(DOCUMENT EXTRACT)
┌──
How to make the sauce:
  1. Chop up the garlic into tiny pieces.
  2. Add the olive oil to a pot, heat it up a bit, and then add the garlic.  Stir and let the garlic become yellow (not brown!), and then add the tomatoes.  
  3. Let it all simmer on low temperature for a long time (the longer the better), but don't let the sauce become so thick it burns at the bottom, then just turn it off.  You start out with a thinner sauce and the simmering will make it thicker.  
  4. After simmering for a while, add cut up fresh basil leaves and black pepper, to taste.
  5. When the sauce is done, check if you need to add some salt. It all depends on how much salt was in the canned tomatoes.
Hints:  If you use chopped tomatoes, then your sauce will be chunky.  If you don't like that, run an immersion blender or use some other tool to smooth the tomatoes first (blender, etc.).  If your sauce is too runny, just let it cook longer. 



All our pizzas have some kind of cheese on them, and this layer is added last, on top.  Mostly it is grated mozzarella, sometimes parmesan, and sometimes ricotta or goat cheese.  We never use other kind of 'regular' cheeses, like cheddar, jarlsberg, etc.  They just don't act the same good way on top of a pizza and are only emergency-cheeses.
For all ingredients (except the sauce), try to make them as dry as possible.  Remove wetness by draining them or blog away fat with paper towels.
  • Italian sausage, hot or mild.  Cook this in a frying pan before adding to the pizza (this also gets rid of a lot of fat). (Swedes: this is NOT hot dogs.  This is ground up meat sold as fresh sausage, uncooked.  If you want to imitate this in Sweden, buy ground meat, add lots of spices and herbs, and then fry it up so the meat is  all in little chunks).
  • Pepperoni sausage or chorizo (cut up, not cooked)
  • Thin-sliced onion, raw, or cooked so it caramelizes
  • Thin-sliced mushrooms, fresh (we NEVER use canned)
  • Fresh basil
  • Fresh green or red peppers, thinly sliced
  • Roasted red peppers, canned, drained and dried on paper towels
  • Olives, pitted and cut in half, drained. (Black olives are best)
  • Artichoke hearts, canned, cut in half and drained
  • Shrimp, thawed and shelled, dry on paper towels (you cook these on top of the pizza, so you add them raw to the pizza)
└──
(SET OF TASKS)
a - Summarize the text on pizza sauce and toppings in two sentences.
b - Please rewrite everything in the listing from the line containing "of the utility" down to the end of the listing, changing "photograph" to "image" and leaving the rest unchanged.
The text and the listing have no connection to each other.

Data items
┌──
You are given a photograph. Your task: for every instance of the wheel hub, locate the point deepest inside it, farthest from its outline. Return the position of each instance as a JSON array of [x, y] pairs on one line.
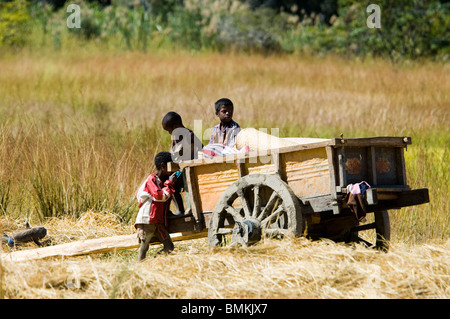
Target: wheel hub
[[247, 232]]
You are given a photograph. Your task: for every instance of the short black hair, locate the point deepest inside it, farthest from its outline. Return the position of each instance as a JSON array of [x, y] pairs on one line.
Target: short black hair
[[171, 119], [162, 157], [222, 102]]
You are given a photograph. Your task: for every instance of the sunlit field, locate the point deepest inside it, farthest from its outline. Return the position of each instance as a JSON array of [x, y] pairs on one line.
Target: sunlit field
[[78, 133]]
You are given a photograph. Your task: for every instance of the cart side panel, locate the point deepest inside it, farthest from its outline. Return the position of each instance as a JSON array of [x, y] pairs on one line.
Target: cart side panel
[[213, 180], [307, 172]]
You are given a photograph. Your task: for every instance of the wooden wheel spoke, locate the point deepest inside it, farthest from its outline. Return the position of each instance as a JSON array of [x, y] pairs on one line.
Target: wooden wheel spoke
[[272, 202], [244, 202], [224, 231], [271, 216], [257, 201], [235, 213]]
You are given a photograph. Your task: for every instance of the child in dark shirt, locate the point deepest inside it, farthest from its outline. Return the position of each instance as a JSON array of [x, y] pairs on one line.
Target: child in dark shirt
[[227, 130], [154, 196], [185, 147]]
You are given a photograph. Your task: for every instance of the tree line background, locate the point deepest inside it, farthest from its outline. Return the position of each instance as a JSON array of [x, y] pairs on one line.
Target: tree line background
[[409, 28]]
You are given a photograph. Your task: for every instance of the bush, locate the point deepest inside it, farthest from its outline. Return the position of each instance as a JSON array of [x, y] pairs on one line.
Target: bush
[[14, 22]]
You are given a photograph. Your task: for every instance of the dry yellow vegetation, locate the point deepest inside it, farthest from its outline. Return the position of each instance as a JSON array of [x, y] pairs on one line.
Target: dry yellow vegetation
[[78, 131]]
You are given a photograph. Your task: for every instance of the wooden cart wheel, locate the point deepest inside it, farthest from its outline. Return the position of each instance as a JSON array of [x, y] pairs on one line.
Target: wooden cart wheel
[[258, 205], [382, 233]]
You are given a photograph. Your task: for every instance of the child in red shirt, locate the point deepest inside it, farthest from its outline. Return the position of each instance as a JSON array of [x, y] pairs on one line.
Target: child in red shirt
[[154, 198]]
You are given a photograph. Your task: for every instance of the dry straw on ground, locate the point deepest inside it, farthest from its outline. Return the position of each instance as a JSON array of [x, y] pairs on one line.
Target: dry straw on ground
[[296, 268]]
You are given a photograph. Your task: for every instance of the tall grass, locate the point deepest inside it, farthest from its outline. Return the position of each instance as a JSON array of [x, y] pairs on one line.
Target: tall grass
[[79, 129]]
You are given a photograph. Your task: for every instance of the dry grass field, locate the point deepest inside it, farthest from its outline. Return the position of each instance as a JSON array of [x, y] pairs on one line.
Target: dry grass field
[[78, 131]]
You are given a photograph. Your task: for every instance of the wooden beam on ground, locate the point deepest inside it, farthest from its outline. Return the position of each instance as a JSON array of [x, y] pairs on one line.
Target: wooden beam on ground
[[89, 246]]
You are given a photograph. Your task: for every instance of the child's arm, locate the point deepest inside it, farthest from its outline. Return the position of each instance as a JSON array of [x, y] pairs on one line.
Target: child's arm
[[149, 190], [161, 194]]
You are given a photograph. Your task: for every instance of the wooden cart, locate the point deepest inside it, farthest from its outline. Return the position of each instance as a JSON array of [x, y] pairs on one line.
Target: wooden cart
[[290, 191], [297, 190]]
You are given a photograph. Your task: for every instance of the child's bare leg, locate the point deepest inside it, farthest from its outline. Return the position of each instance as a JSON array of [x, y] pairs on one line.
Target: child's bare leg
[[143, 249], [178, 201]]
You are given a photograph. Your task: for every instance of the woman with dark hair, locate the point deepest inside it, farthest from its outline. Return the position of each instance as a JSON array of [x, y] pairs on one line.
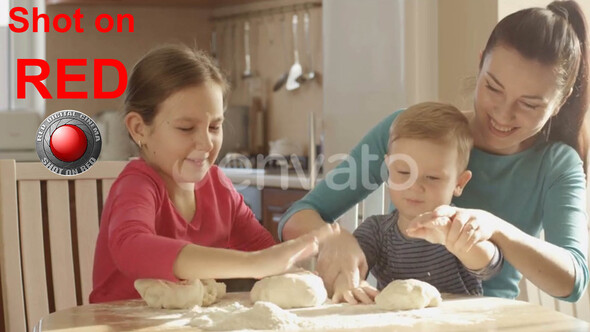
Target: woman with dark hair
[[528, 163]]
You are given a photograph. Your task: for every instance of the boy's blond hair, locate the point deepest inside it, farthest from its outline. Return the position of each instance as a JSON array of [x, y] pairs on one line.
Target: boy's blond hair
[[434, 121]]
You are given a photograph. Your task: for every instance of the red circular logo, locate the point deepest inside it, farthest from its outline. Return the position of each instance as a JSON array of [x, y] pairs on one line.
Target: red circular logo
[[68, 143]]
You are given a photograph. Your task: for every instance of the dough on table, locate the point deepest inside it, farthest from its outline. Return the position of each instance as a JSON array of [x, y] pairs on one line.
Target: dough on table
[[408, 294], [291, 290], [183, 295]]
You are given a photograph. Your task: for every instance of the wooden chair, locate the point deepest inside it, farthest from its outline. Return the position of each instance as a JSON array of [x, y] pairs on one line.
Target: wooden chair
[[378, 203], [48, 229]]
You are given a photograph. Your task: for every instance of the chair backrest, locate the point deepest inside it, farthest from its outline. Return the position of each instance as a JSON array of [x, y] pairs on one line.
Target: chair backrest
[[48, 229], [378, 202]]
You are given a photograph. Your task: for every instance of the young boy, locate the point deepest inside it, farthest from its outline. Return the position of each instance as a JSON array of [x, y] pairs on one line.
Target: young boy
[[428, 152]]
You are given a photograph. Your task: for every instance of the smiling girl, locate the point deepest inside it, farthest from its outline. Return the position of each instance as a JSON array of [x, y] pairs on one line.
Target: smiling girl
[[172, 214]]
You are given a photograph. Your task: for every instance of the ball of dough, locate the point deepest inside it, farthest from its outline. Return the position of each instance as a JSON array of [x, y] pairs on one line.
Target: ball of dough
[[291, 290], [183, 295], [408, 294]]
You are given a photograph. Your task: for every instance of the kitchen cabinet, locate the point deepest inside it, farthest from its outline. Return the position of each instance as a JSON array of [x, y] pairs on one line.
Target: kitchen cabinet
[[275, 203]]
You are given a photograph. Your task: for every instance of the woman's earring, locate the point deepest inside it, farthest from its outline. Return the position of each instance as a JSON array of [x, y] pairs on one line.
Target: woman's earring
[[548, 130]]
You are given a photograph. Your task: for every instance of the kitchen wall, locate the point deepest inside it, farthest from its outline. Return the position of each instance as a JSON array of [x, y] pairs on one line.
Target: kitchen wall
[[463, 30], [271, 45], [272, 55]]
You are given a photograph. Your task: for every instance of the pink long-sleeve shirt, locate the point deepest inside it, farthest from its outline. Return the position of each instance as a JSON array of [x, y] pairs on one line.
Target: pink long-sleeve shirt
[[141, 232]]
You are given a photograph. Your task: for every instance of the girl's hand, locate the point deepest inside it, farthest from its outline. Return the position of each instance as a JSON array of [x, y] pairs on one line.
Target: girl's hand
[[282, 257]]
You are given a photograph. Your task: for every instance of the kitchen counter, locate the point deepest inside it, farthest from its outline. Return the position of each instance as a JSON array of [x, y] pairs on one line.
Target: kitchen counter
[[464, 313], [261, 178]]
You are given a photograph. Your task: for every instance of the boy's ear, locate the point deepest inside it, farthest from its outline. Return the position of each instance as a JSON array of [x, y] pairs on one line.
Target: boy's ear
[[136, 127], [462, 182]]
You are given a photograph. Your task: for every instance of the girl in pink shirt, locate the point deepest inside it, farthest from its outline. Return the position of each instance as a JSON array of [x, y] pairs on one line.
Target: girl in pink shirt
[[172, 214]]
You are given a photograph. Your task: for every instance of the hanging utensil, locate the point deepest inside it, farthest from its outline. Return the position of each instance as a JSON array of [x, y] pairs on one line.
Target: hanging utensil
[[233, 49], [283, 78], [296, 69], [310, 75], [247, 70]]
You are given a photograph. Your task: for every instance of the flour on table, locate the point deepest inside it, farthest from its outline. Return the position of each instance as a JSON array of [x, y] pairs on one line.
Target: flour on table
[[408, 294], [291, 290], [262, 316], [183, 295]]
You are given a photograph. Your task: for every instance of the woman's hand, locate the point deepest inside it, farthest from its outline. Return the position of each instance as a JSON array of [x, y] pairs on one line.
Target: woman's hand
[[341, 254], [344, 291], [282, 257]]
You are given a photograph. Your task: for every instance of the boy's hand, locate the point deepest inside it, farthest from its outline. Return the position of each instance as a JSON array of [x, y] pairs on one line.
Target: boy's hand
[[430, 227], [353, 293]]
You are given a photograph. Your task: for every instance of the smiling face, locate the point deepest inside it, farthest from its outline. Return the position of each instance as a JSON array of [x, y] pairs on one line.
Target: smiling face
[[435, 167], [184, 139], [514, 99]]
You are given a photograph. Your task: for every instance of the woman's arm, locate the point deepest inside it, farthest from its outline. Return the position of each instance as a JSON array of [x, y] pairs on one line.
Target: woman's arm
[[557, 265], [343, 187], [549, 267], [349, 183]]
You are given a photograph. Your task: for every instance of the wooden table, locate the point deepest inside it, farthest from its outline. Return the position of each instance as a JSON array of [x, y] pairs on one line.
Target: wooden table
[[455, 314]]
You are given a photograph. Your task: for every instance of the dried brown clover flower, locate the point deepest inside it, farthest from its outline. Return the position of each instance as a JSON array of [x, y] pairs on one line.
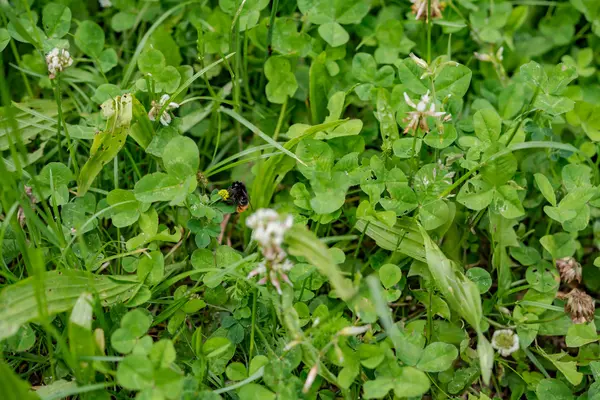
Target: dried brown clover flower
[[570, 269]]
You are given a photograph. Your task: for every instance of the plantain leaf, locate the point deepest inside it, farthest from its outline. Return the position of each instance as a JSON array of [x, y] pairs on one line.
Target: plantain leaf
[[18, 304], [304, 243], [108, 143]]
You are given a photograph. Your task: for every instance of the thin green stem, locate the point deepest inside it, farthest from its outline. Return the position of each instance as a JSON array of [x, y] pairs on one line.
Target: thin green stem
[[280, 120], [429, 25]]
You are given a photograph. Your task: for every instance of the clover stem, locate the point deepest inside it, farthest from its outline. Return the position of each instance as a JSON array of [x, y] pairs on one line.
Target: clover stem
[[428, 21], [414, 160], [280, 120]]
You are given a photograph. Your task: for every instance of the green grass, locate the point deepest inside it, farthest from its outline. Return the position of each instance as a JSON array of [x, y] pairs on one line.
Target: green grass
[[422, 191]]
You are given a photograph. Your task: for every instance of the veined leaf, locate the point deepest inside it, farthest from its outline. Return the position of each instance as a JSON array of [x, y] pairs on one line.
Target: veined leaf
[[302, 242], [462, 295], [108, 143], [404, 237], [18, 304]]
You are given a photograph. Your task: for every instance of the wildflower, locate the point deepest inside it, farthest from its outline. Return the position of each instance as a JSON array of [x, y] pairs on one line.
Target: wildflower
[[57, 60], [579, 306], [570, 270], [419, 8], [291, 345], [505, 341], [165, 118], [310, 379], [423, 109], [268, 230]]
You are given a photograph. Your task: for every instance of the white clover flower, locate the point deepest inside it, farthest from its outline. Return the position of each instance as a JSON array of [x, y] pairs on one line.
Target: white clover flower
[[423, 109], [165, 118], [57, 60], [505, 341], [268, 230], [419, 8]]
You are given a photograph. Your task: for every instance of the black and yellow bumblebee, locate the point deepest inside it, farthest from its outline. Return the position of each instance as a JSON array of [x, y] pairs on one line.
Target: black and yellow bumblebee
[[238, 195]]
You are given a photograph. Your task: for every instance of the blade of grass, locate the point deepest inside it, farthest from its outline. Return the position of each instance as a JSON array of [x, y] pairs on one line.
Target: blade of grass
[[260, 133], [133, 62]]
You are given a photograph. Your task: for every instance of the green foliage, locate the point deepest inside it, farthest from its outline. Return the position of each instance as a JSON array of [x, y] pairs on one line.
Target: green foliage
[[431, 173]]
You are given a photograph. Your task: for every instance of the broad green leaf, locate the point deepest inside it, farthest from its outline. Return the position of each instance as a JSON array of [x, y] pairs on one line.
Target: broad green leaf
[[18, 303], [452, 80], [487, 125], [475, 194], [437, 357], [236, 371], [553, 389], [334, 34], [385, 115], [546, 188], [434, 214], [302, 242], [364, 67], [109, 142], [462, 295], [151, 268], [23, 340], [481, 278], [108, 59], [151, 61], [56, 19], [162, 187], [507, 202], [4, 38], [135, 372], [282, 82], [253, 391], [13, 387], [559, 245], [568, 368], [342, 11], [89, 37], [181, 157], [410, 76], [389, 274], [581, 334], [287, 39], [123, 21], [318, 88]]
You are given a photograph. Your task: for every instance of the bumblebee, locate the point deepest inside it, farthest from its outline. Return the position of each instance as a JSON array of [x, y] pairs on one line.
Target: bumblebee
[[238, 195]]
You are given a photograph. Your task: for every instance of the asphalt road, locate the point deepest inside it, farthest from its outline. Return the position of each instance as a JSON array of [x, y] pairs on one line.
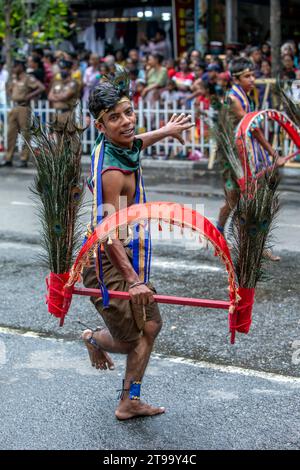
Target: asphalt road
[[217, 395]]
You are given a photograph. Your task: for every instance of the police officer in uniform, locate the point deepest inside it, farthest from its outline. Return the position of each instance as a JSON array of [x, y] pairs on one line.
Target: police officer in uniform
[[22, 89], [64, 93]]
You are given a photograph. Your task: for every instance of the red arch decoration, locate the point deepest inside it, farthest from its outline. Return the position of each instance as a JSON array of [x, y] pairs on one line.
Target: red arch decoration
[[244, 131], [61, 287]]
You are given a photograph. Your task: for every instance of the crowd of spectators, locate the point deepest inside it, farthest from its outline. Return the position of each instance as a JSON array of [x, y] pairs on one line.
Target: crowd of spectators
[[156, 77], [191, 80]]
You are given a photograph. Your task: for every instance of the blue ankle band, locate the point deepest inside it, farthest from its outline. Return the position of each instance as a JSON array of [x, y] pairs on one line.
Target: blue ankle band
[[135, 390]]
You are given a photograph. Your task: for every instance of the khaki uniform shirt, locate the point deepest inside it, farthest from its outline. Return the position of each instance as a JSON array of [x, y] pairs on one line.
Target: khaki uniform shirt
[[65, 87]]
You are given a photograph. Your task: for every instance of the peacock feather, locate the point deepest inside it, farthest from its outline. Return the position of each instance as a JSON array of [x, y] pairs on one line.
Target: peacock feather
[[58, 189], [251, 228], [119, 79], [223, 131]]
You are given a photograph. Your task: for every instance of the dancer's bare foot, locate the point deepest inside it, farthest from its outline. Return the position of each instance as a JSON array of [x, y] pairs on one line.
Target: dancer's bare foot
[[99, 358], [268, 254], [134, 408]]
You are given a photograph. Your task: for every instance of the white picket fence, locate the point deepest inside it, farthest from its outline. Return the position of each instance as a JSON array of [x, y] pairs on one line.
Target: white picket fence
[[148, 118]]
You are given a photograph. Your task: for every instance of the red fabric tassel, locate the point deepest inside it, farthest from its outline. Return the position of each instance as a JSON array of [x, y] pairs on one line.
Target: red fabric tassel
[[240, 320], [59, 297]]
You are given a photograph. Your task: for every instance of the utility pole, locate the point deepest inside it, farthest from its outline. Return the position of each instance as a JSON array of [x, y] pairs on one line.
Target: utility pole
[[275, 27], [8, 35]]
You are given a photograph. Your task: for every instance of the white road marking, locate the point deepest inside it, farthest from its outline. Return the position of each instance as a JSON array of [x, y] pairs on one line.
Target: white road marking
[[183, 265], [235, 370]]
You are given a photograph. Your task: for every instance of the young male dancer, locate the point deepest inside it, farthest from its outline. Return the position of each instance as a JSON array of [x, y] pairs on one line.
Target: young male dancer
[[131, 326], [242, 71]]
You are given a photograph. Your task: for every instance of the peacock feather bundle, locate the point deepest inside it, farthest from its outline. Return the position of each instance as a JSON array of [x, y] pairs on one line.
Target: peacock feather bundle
└──
(RESULTS OF THE TASKS)
a - The sauce is made by cooking chopped garlic in olive oil until yellow, adding tomatoes, simmering on low for a long time, and then adding fresh basil, black pepper, and salt if needed. Every pizza is topped last with cheese, mostly grated mozzarella, and other ingredients such as Italian sausage, pepperoni, onions, mushrooms, peppers, olives, artichoke hearts, and shrimp should be made as dry as possible.

b -
You are given a image. Your task: for every instance of the utility pole, locate the point deepest inside it, farthest from its outline. Return the position of each instance as a JSON array of [x, y] pairs on one line.
Target: utility pole
[[275, 27], [8, 35]]
You are given a image. Your task: for every instance of the white road marking, locate the point deepest inside it, farthest from its outline. Return the position of each instance as a JSON array of [x, y] pairs on one line.
Target: white road marking
[[183, 265], [235, 370]]
You are given a image. Your task: for every instance of the young male dancer, locate the point deepest inside it, farthest from its outline. Return the position of each instance as a JSON array of [x, y] pairs on one line.
Target: young male dancer
[[131, 326], [242, 71]]
You are given a image. Your task: for every instance of the peacock feather bundle, locate the point deepest inside it, farthest from its outline. Return the position of each instance as a JSON array of [x, y] pairs on one line.
Target: peacock feather bundle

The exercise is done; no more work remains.